YOUR GOAL
Show the lines below where "locate" occurs.

SUPPLIED MATERIAL
◆ ◆ ◆ ◆ ◆
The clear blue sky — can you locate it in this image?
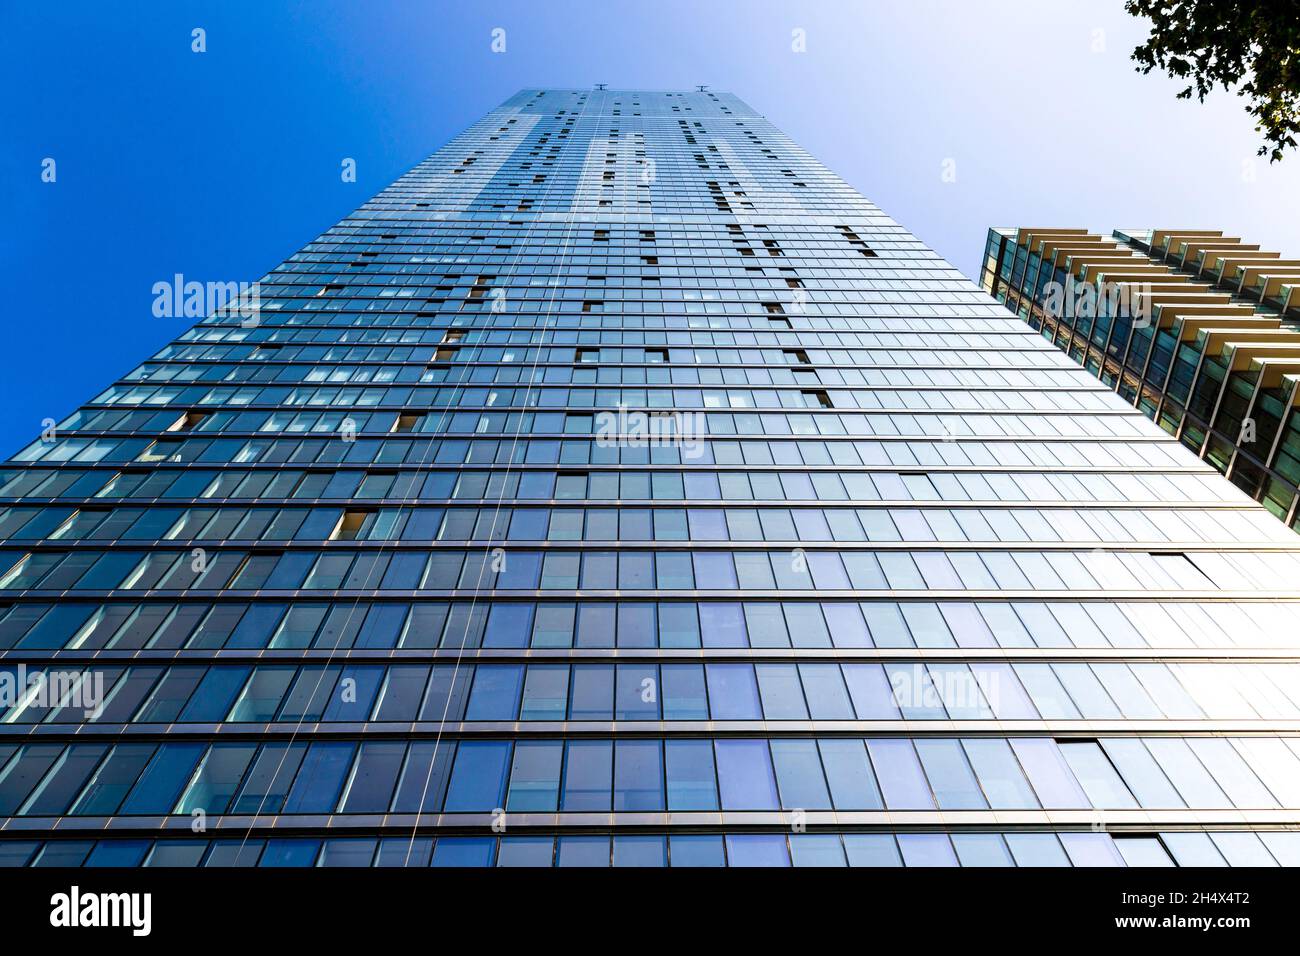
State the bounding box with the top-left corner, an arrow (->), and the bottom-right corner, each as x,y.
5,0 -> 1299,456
◆ ◆ ◆ ◆ ◆
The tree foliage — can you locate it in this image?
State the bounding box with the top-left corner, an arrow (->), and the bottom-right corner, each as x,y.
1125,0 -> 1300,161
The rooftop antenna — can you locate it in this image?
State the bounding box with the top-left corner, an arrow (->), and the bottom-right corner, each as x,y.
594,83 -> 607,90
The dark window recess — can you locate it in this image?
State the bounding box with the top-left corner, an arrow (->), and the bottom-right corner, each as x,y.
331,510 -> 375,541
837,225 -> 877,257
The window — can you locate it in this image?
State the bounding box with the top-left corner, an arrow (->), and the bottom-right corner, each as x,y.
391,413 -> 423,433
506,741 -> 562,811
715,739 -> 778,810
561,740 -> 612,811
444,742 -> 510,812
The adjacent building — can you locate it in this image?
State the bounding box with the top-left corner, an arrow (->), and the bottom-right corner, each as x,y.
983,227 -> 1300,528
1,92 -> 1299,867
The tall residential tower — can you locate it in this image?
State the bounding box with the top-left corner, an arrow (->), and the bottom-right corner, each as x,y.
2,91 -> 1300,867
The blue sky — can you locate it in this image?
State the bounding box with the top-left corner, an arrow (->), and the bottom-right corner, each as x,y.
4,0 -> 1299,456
◆ ◆ ◆ ◆ ◆
WRITTEN RESPONSE
The clear blue sky — can you locate it in this image?
The tree foliage — can you locate it in this image?
The rooftop antenna — can you locate it in this image?
The dark window recess — can you locate it in this image?
The window — can you locate it in this image?
The adjacent building — can you locate it in this image?
The tall residential tower — can you locate it in this image?
The blue sky — can you locate it in this image?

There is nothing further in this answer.